#### Exercise goal:
Return every record below exactly as written, but leave out the pictures.

═════ Excerpted records ═════

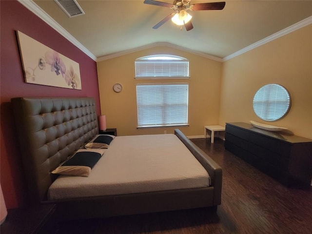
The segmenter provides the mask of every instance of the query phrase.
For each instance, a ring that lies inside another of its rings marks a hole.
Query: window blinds
[[[254,98],[255,113],[262,119],[273,121],[282,117],[288,110],[290,98],[282,86],[274,84],[260,89]]]
[[[166,59],[156,58],[147,57],[136,59],[136,78],[189,77],[187,59],[169,56]]]
[[[137,84],[138,127],[188,123],[188,84]]]

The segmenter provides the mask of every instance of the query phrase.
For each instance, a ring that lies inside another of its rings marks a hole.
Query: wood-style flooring
[[[312,189],[288,188],[224,149],[222,140],[192,139],[223,169],[222,204],[59,224],[58,234],[312,234]]]

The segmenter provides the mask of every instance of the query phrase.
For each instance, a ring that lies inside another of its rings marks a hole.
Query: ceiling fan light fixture
[[[176,13],[171,20],[177,25],[183,25],[188,22],[191,19],[192,16],[188,14],[186,11],[182,10],[179,13]]]

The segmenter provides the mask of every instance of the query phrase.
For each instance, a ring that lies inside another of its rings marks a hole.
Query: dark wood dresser
[[[227,150],[288,187],[311,186],[311,139],[246,123],[227,123],[224,145]]]

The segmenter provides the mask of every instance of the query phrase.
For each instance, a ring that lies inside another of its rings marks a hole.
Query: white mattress
[[[173,134],[117,136],[89,177],[60,176],[50,200],[202,188],[209,176]]]

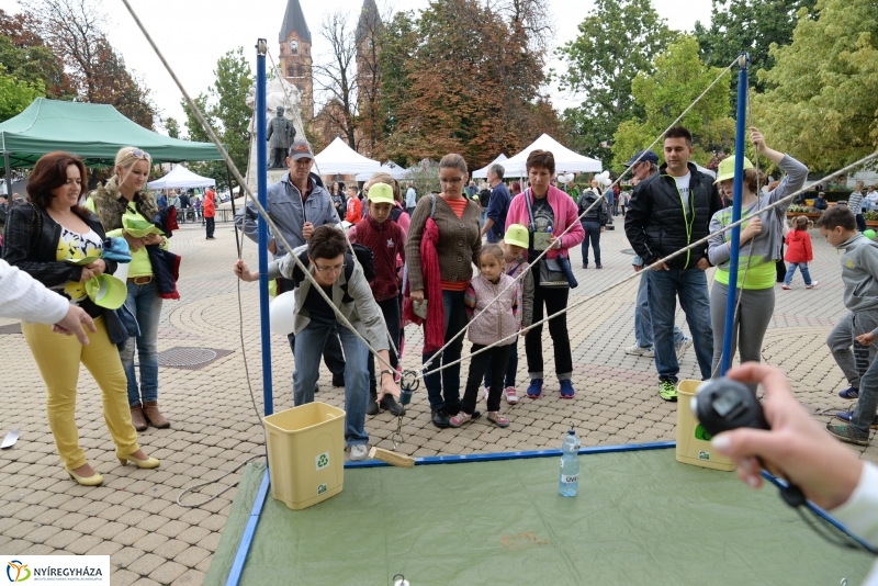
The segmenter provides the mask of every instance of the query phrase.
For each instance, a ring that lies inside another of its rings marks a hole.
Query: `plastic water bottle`
[[[561,480],[558,492],[561,496],[576,496],[579,489],[579,438],[571,426],[561,444]]]

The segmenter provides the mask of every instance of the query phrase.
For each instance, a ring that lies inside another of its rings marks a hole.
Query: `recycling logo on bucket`
[[[314,461],[317,464],[317,471],[320,471],[329,465],[329,452],[323,452],[322,454],[317,455]]]

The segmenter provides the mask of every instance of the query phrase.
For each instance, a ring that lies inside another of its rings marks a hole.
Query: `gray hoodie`
[[[878,311],[878,243],[857,234],[842,250],[844,305],[852,312]]]

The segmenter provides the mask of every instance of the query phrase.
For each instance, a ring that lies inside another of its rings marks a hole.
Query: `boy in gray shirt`
[[[860,376],[868,382],[864,373],[874,362],[876,353],[875,346],[870,343],[874,336],[867,339],[864,335],[878,334],[878,244],[857,230],[854,214],[843,205],[836,205],[824,212],[818,219],[817,226],[826,241],[842,251],[844,305],[851,309],[826,338],[826,345],[835,362],[851,385],[838,395],[842,398],[859,398],[854,412],[837,415],[840,419],[851,421],[852,425],[829,426],[829,430],[844,441],[851,441],[851,433],[855,433],[858,441],[863,441],[865,435],[865,441],[868,443],[868,429],[875,420],[878,407],[878,384],[869,387],[860,386]],[[860,341],[868,343],[863,345]],[[863,429],[865,433],[860,433]]]

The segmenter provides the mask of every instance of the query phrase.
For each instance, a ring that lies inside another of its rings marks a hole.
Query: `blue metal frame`
[[[741,200],[744,196],[744,133],[747,122],[747,72],[750,55],[742,53],[738,72],[738,129],[734,137],[734,199],[732,201],[732,222],[741,219]],[[743,61],[743,63],[742,63]],[[741,252],[741,226],[732,228],[732,249],[729,259],[729,300],[725,303],[725,331],[722,338],[722,365],[724,375],[732,365],[732,336],[734,334],[734,309],[738,305],[738,257]]]

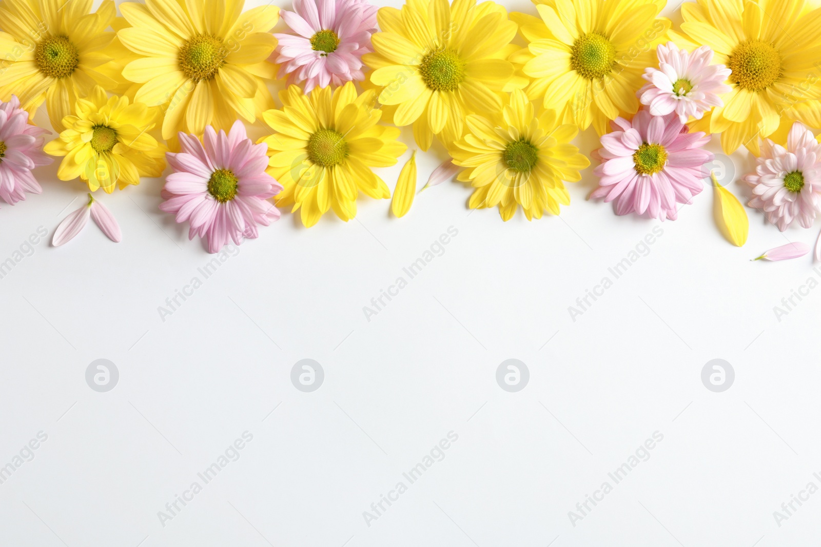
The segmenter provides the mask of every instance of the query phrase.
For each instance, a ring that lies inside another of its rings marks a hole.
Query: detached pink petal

═════

#### Solution to this task:
The segmenter provides the mask of every instance of the query phrase.
For each instance, a ring that lies inside another of its rings marks a hole.
Query: window blinds
[[[254,98],[255,113],[262,119],[273,121],[282,117],[288,110],[290,98],[282,86],[274,84],[260,89]]]
[[[166,59],[156,58],[147,57],[136,59],[136,78],[189,77],[187,59],[169,56]]]
[[[137,84],[138,127],[188,123],[188,84]]]

The segmenter provides the mask of every instance of the query phrase.
For each instance, a ring that lies inside another of its rings marks a hole.
Query: wood-style flooring
[[[312,189],[288,188],[224,149],[222,140],[192,139],[223,169],[222,204],[59,224],[58,234],[312,234]]]

The segmenter provides the mask of every instance of the query phrase.
For each instance, a ring that lies inside another of its rings marks a hole.
Query: ceiling fan light fixture
[[[176,13],[171,20],[177,25],[183,25],[188,22],[191,19],[192,16],[188,14],[186,11],[182,10],[179,13]]]

The segmenter provides the mask of every instance of the query phrase.
For each instance, a ring that lies inside another of its rings marks a hole.
Query: dark wood dresser
[[[227,150],[288,187],[311,186],[311,139],[246,123],[227,123],[224,145]]]

The segmenter provides the mask of every instance of the query phrase.
For each instance, a ring that lies inside another of its rings marks a hole.
Query: white mattress
[[[173,134],[117,136],[89,177],[60,176],[50,200],[202,188],[209,176]]]

The segmenter provides the mask of every instance of the query phrase.
For each instance, a ring that lies inside another of its rings marks a hole.
Query: `plastic water bottle`
[[[561,480],[558,492],[561,496],[576,496],[579,489],[579,438],[571,426],[561,444]]]

The segmenter provides the mask of every instance of the query phrase.
For each instance, a ring that lies inside another of its rings marks a hole.
Query: `recycling logo on bucket`
[[[314,461],[317,464],[317,471],[320,471],[329,465],[329,452],[323,452],[322,454],[317,455]]]

The segmenter provides the mask of every instance of the query phrase.
For each instance, a ring that lies inside another of its rings marks a hole.
Query: `gray hoodie`
[[[878,311],[878,243],[857,234],[842,250],[844,305],[852,312]]]

The segmenter provides the mask of every instance of the query phrase.
For each instance, a ring that lies inside another of its rings marks a hole.
Query: `boy in gray shirt`
[[[860,376],[868,382],[864,373],[874,362],[876,353],[875,346],[870,343],[874,336],[867,339],[864,335],[878,334],[878,244],[857,230],[854,214],[843,205],[836,205],[824,212],[818,219],[817,226],[826,241],[842,251],[844,305],[851,309],[826,338],[826,345],[835,362],[851,385],[838,395],[842,398],[859,398],[854,412],[837,415],[840,419],[851,421],[852,425],[829,426],[829,430],[844,441],[851,441],[851,433],[855,433],[858,441],[863,441],[865,435],[865,441],[868,443],[868,429],[875,420],[878,407],[878,384],[869,387],[860,386]],[[860,341],[868,343],[863,345]],[[863,429],[865,433],[860,433]]]

The segmenter provides the mask of every instance of the query phrase.
For each instance, a ring that lies inside another of its rings marks a hole.
Query: `blue metal frame`
[[[741,200],[744,196],[744,133],[747,122],[747,72],[750,55],[742,53],[738,72],[738,129],[734,137],[734,199],[732,201],[732,222],[741,219]],[[743,61],[743,63],[742,63]],[[741,252],[741,226],[732,228],[732,249],[729,259],[729,300],[725,303],[725,331],[722,338],[722,365],[724,375],[732,365],[732,336],[734,334],[734,309],[738,305],[738,257]]]

The segmenter provides the mask of every instance of the query phrase.
For each instance, a ring that lies inside another of its rings marks a hole.
Query: detached pink petal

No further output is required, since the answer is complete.